:: Document passage

= Oceania Chess Championship =

Regional chess competitions

Leading chess players from the FIDE Oceania Zone 3.6 are allowed to play in the Oceania Chess Championships. The tournament is conducted by the FIDE Oceania Zone President and Oceania Chess Confederation under the auspices of the world chess federation, FIDE.

==History==
Before January 2012, the Oceania Chess Championship was scheduled as part of the FIDE World Chess Championship cycle, and winners qualified to represent the FIDE Oceania Zone at the Chess World Cup. Since 2012 the Oceania Chess Championship has been held every year, with only each alternate (odd numbered) year acting as the Oceania Zone Championship and Chess World Cup qualifier. In these years, the title of International Master (IM) is awarded to the winner(s) of the Oceania Zone Championship event, as per the FIDE title regulations.

The first Oceania Chess Championship was organised by the inaugural Oceania Zone President, Graeme Gardiner, on the Gold Coast, Australia in 1999. Vladimir Feldman of Australia won the event, undefeated, with a score of 7/9. In May 2000, an additional Oceania Zonal Chess Championship was held to coincide with changes in the schedule of the FIDE World Chess Championship cycle. Only an open event was held that year, without a separate women's championship, and was won by Aleksandar Wohl with a score of 7.5/9.

In 2001, Mikhail Gluzman and Mark Chapman shared first place with a score of 7/9, but the former won a rapid chess play-off match and the title. In 2011 the Women's event resulted in a tie between Irina Berezina and Emma Guo. A playoff match was held later in the year in Sydney, and was won by Berezina with a score of 2.5/3. The 2013 Women's event again resulted in a tie between Irina Berezina and Emma Guo. Berezina won the playoff match, at the end of the tournament, with a score of 2/2. In 2015, untitled player Brodie McClymont beat IM Max Illingworth in the last round to catch him for 1st= with scores of 7.5/9, which means an automatic IM title. Illingworth beat McClymont 1.5–0.5 in the rapid chess playoff match for Zonal Champion.

::::
:: Information given

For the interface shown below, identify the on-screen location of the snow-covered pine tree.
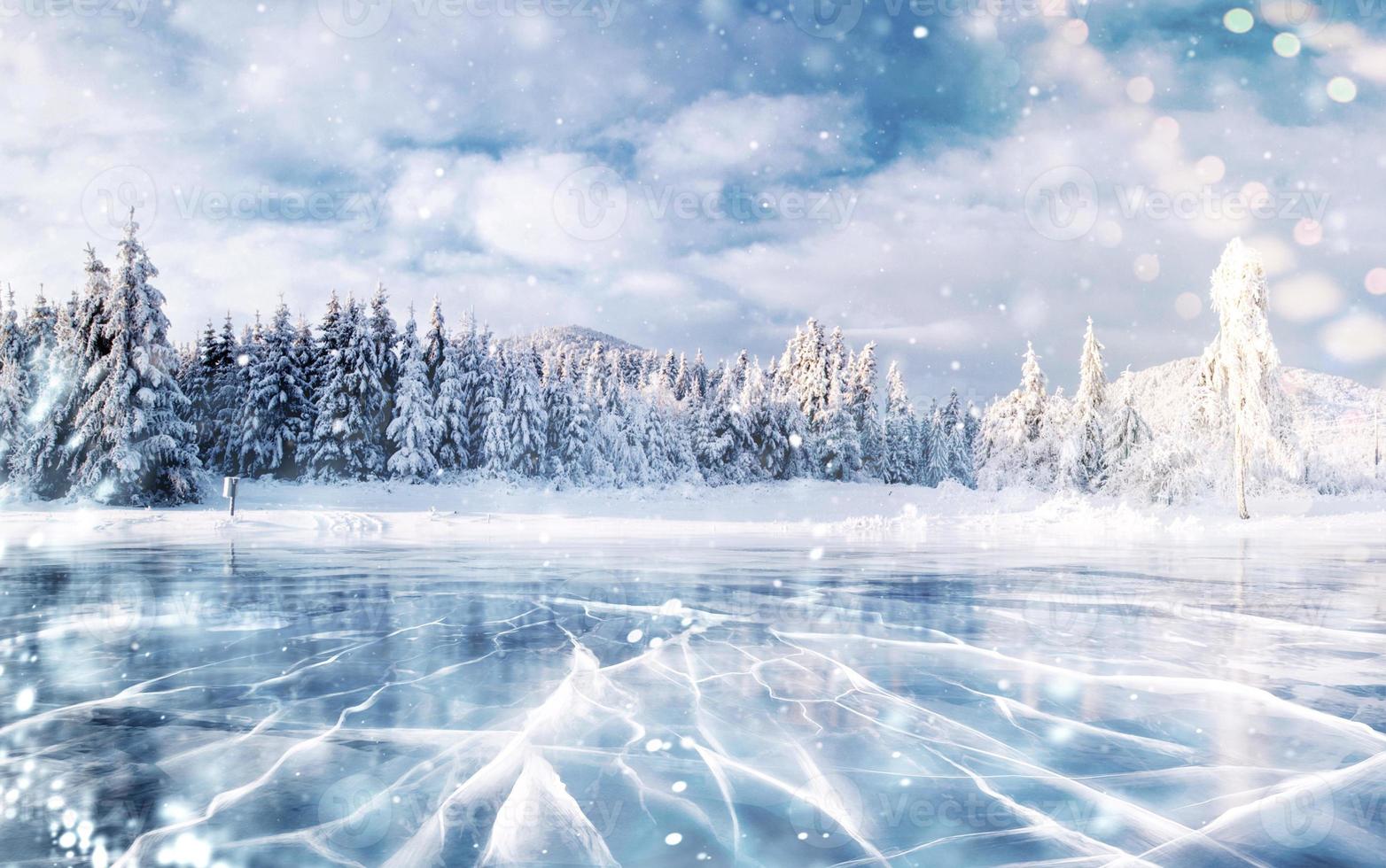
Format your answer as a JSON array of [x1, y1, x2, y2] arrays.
[[24, 287, 58, 366], [1200, 238, 1290, 519], [0, 290, 29, 470], [924, 403, 954, 489], [542, 353, 587, 490], [847, 342, 885, 479], [241, 299, 312, 479], [1106, 391, 1153, 467], [882, 361, 919, 484], [685, 350, 708, 401], [693, 365, 742, 484], [814, 366, 860, 480], [385, 309, 447, 482], [74, 209, 201, 505], [938, 389, 977, 489], [10, 252, 111, 499], [424, 339, 471, 472], [199, 312, 241, 474], [369, 281, 401, 460], [457, 314, 504, 468], [481, 347, 510, 477], [674, 353, 693, 401], [230, 316, 263, 477], [421, 295, 450, 384], [974, 344, 1057, 489], [659, 350, 679, 394], [639, 372, 697, 484], [781, 318, 836, 430], [179, 320, 216, 464], [506, 346, 549, 477], [309, 298, 385, 479], [1069, 317, 1108, 489]]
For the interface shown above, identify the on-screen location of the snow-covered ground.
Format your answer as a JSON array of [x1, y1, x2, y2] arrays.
[[0, 480, 1386, 546]]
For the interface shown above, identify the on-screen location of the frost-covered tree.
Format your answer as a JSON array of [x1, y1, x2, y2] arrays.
[[385, 310, 447, 482], [309, 299, 385, 479], [693, 368, 743, 483], [934, 389, 976, 487], [1020, 342, 1047, 440], [1069, 317, 1108, 489], [880, 361, 919, 484], [199, 312, 241, 474], [241, 300, 312, 479], [432, 347, 471, 470], [1105, 393, 1153, 467], [506, 347, 549, 477], [229, 316, 263, 477], [1200, 238, 1289, 519], [543, 354, 588, 489], [0, 291, 29, 470], [72, 211, 201, 505]]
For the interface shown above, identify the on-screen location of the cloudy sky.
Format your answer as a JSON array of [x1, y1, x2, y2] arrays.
[[0, 0, 1386, 396]]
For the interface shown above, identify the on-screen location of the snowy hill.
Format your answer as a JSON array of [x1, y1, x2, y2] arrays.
[[1108, 359, 1386, 492], [506, 325, 643, 354]]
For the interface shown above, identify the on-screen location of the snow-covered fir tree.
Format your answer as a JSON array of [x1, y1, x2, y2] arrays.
[[1199, 238, 1292, 519], [1066, 317, 1108, 489], [506, 347, 549, 477], [72, 209, 201, 505], [199, 312, 243, 474], [241, 300, 312, 479], [369, 281, 401, 460], [309, 298, 385, 479], [385, 310, 447, 482], [880, 361, 919, 484]]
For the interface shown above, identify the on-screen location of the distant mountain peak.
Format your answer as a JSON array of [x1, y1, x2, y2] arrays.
[[510, 325, 644, 352]]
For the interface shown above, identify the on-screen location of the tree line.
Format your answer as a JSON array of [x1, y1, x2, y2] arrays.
[[0, 214, 980, 505]]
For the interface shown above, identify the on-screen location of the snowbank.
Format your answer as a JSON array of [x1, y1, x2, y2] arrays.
[[0, 480, 1386, 546]]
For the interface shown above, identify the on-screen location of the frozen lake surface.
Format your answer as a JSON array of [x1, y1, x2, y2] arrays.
[[0, 540, 1386, 866]]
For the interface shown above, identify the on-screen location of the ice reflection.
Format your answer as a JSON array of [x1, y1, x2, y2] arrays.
[[0, 543, 1386, 865]]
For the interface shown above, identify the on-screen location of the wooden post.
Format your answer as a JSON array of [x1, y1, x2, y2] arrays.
[[222, 477, 241, 515]]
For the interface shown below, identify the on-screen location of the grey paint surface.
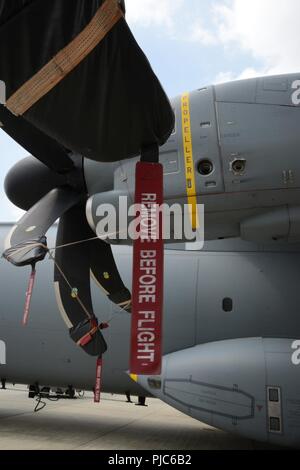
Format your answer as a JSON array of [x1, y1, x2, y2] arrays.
[[0, 74, 300, 447]]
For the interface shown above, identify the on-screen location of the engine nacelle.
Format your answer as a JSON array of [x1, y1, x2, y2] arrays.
[[86, 74, 300, 246], [137, 338, 300, 447]]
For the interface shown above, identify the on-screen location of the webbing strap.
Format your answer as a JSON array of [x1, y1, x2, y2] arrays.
[[6, 0, 123, 116]]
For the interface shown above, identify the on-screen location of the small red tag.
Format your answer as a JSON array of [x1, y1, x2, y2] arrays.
[[94, 357, 102, 403], [22, 269, 36, 326], [130, 162, 164, 375]]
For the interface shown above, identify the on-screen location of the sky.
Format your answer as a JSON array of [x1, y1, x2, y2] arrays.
[[0, 0, 300, 222]]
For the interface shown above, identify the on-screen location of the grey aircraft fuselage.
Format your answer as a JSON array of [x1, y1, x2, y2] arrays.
[[0, 74, 300, 447], [0, 225, 300, 445]]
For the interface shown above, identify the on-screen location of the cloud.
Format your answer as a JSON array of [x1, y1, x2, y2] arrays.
[[213, 0, 300, 78], [126, 0, 184, 30]]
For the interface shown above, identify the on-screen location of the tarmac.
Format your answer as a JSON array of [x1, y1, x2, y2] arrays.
[[0, 387, 278, 450]]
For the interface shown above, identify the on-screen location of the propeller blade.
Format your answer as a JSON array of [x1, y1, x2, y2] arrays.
[[0, 105, 74, 174], [54, 204, 107, 356], [4, 156, 67, 211], [90, 240, 131, 312], [3, 188, 82, 266]]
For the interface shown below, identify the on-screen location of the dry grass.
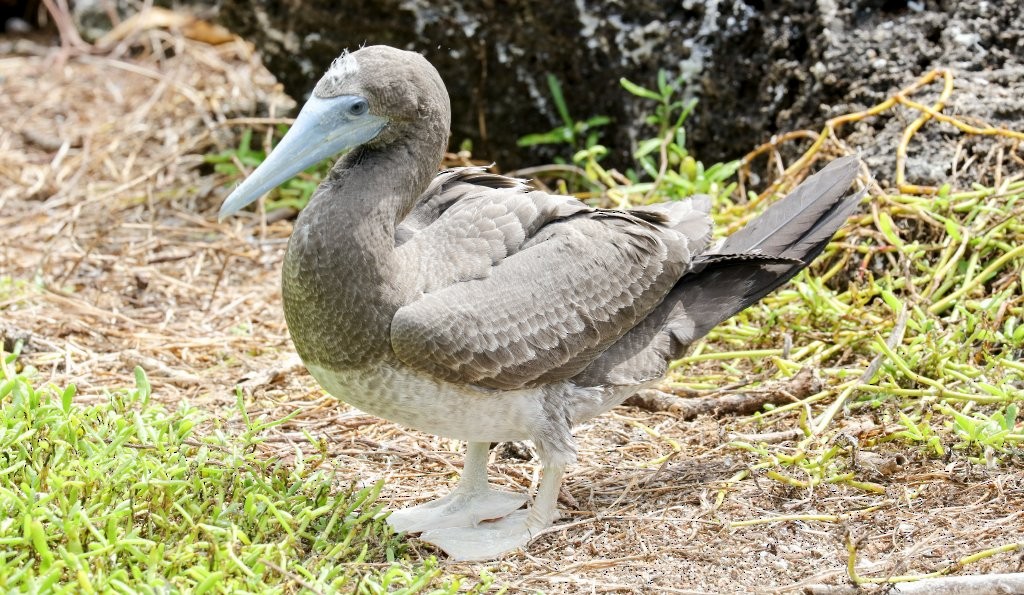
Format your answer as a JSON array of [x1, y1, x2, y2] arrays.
[[0, 16, 1024, 593]]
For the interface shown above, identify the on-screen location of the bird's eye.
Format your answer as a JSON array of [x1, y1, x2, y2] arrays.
[[348, 99, 370, 116]]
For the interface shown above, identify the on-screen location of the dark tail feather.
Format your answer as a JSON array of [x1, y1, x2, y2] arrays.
[[666, 157, 864, 347]]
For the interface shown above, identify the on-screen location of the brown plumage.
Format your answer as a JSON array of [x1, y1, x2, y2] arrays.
[[222, 46, 861, 559]]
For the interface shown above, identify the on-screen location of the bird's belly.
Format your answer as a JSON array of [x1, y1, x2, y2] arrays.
[[306, 364, 643, 442], [306, 364, 544, 442]]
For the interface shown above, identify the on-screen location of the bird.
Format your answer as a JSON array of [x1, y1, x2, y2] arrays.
[[219, 45, 863, 560]]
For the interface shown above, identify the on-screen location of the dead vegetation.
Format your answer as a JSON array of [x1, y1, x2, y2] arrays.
[[0, 13, 1024, 593]]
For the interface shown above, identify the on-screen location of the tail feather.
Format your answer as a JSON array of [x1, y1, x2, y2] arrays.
[[673, 156, 866, 344], [717, 156, 858, 258], [575, 157, 864, 386]]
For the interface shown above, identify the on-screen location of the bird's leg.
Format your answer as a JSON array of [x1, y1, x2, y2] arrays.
[[420, 448, 565, 560], [387, 442, 527, 533]]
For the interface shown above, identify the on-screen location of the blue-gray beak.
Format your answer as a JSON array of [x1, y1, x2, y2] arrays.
[[218, 95, 387, 220]]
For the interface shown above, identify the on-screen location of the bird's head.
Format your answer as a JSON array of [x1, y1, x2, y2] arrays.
[[219, 45, 451, 219]]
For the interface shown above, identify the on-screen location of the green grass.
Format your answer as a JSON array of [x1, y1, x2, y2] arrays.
[[0, 354, 490, 594]]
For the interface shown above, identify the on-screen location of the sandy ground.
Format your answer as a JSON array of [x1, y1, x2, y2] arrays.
[[0, 24, 1024, 593]]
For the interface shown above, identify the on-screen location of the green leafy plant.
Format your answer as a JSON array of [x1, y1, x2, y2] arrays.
[[519, 70, 740, 207], [516, 74, 611, 155], [0, 353, 490, 594], [936, 402, 1020, 452], [204, 125, 337, 212]]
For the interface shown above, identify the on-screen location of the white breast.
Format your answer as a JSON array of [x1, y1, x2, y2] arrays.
[[306, 365, 641, 442]]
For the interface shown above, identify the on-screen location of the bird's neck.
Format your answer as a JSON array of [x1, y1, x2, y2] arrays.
[[283, 126, 446, 370]]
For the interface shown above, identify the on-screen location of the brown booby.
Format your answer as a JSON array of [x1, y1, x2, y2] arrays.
[[220, 46, 862, 560]]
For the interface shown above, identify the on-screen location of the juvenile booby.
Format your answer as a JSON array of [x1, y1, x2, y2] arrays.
[[220, 46, 862, 560]]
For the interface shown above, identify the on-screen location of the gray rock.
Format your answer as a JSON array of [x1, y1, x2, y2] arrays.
[[211, 0, 1024, 177]]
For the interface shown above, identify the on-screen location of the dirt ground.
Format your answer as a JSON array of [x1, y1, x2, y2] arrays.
[[0, 25, 1024, 593]]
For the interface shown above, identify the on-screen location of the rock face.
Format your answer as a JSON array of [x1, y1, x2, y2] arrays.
[[219, 0, 1024, 177]]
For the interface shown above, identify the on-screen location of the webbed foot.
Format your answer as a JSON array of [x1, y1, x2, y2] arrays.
[[420, 510, 544, 561], [387, 488, 526, 533]]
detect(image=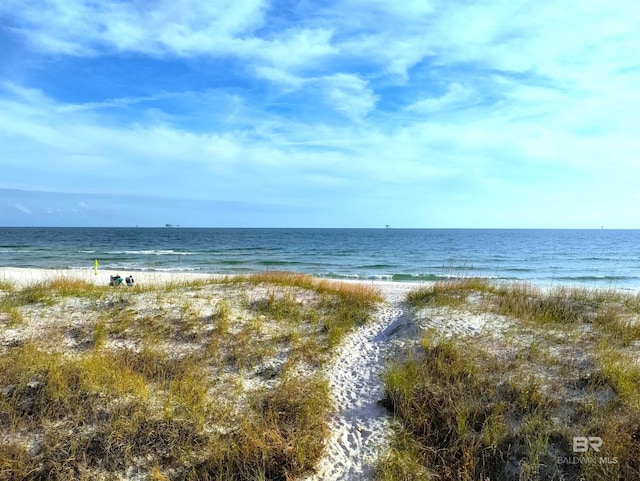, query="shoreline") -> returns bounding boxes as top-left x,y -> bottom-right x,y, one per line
0,267 -> 436,288
0,266 -> 640,293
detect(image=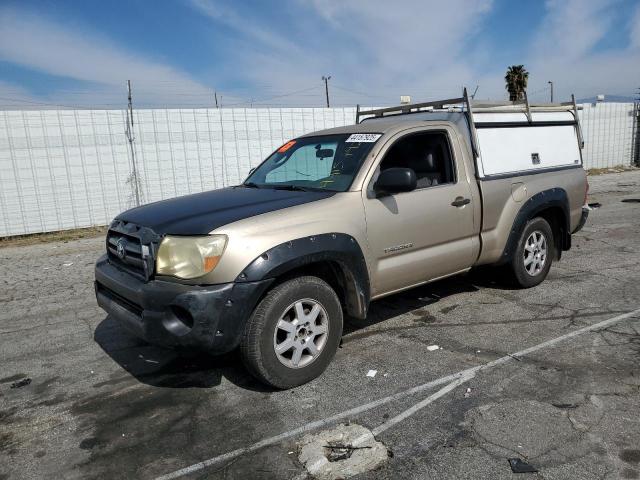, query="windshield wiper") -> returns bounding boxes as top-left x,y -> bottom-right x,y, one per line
269,185 -> 314,192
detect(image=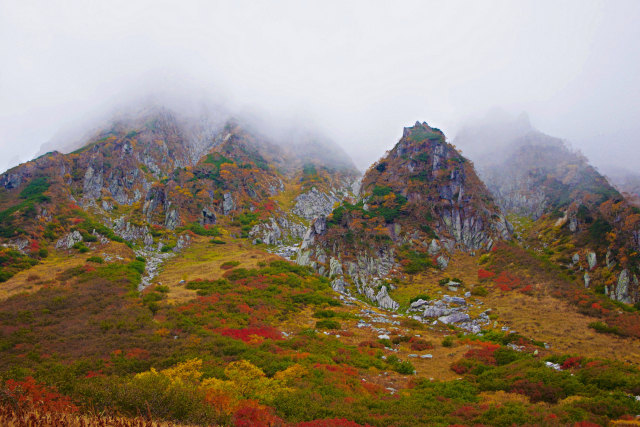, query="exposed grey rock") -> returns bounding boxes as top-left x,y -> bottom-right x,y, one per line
376,286 -> 400,311
300,216 -> 327,250
329,257 -> 343,277
292,187 -> 340,220
606,249 -> 616,268
56,231 -> 82,249
249,217 -> 282,245
438,311 -> 470,325
611,268 -> 632,304
201,207 -> 217,225
569,214 -> 578,233
587,252 -> 597,270
222,193 -> 236,215
82,166 -> 102,199
173,234 -> 191,252
427,239 -> 440,256
331,277 -> 347,294
113,216 -> 149,242
409,299 -> 428,310
164,209 -> 180,230
102,200 -> 113,212
584,273 -> 591,288
422,305 -> 451,317
442,295 -> 467,305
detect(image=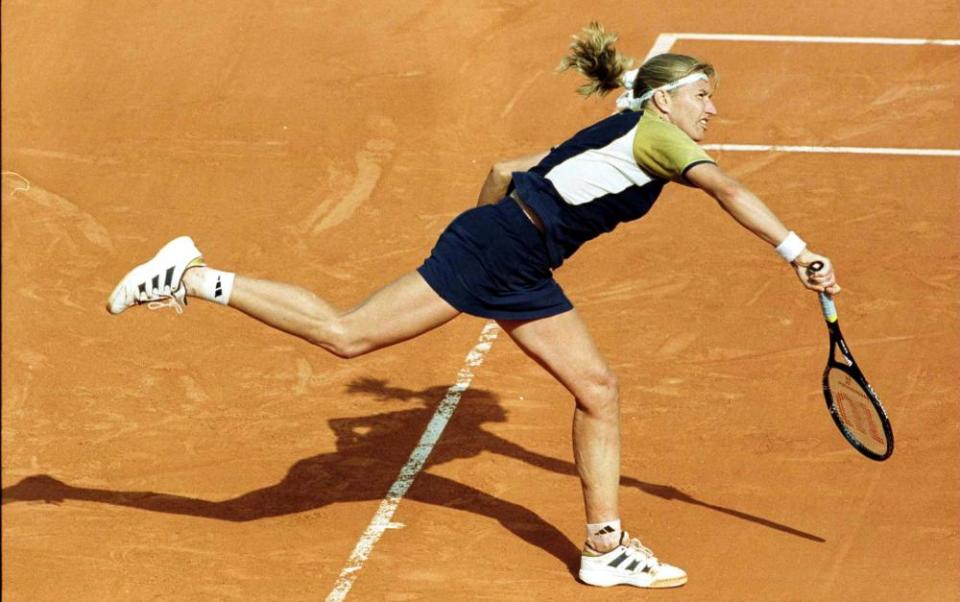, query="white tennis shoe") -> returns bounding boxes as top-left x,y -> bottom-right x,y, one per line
107,236 -> 206,314
580,531 -> 687,588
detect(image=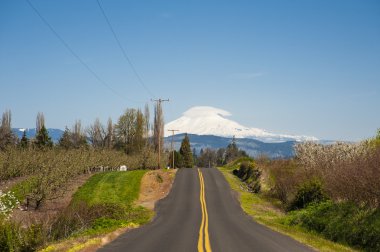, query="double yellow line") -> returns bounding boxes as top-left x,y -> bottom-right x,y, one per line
198,169 -> 211,252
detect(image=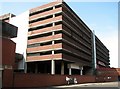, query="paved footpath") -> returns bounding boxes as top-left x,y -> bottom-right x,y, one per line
35,82 -> 120,89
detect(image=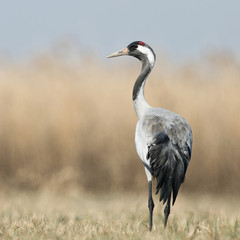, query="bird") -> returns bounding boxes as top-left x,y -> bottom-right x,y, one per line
108,41 -> 193,231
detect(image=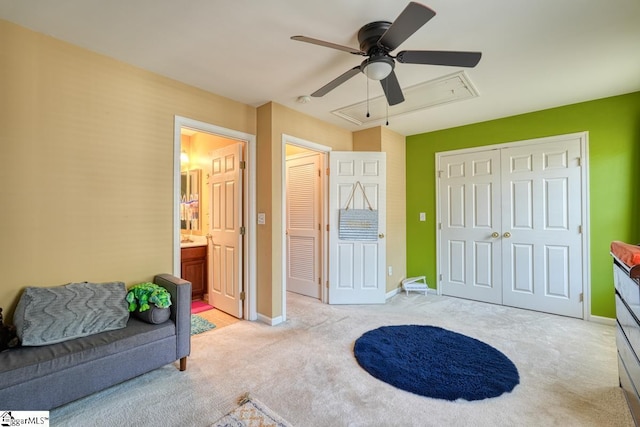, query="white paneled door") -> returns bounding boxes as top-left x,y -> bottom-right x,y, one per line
286,153 -> 322,299
439,136 -> 586,318
209,143 -> 243,318
439,150 -> 502,304
329,151 -> 386,304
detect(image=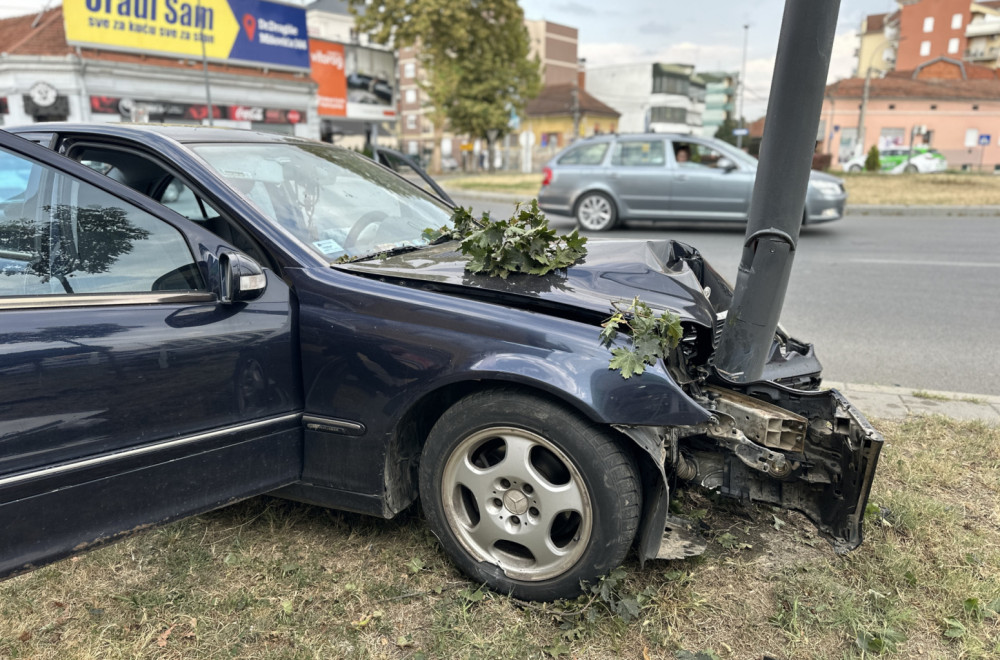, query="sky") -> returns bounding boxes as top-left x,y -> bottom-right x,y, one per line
0,0 -> 897,121
521,0 -> 897,121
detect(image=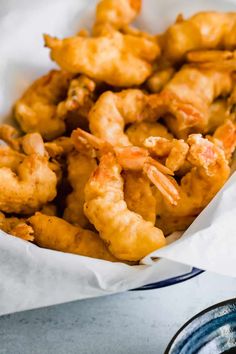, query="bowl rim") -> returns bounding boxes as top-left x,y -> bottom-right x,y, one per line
131,267 -> 205,291
164,297 -> 236,354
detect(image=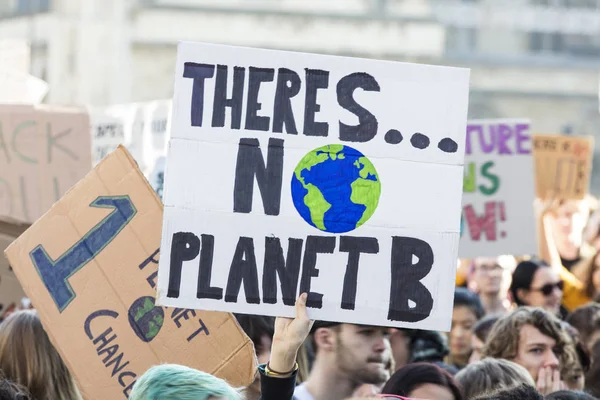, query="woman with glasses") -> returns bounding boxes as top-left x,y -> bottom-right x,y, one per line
379,363 -> 463,400
510,260 -> 564,316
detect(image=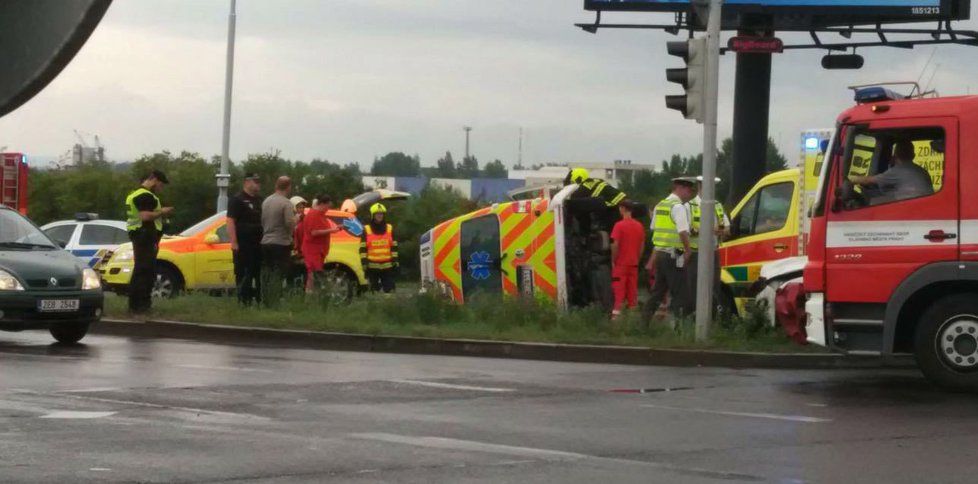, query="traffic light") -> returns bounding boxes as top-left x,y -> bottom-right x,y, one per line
666,38 -> 706,124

::::

**Exercise instructions:**
1 > Translate this sentence from the chess championship text into Spanish: "Vladimir Feldman of Australia won the event, undefeated, with a score of 7/9."
2 > Reproduce the chess championship text from "In 2001, Mikhail" to "for Zonal Champion.".

**Results of the tasks:**
1 > Vladimir Feldman, de Australia, ganó el torneo, invicto, con una puntuación de 7/9.

2 >
In 2001, Mikhail Gluzman and Mark Chapman shared first place with a score of 7/9, but the former won a rapid chess play-off match and the title. In 2011 the Women's event resulted in a tie between Irina Berezina and Emma Guo. A playoff match was held later in the year in Sydney, and was won by Berezina with a score of 2.5/3. The 2013 Women's event again resulted in a tie between Irina Berezina and Emma Guo. Berezina won the playoff match, at the end of the tournament, with a score of 2/2. In 2015, untitled player Brodie McClymont beat IM Max Illingworth in the last round to catch him for 1st= with scores of 7.5/9, which means an automatic IM title. Illingworth beat McClymont 1.5–0.5 in the rapid chess playoff match for Zonal Champion.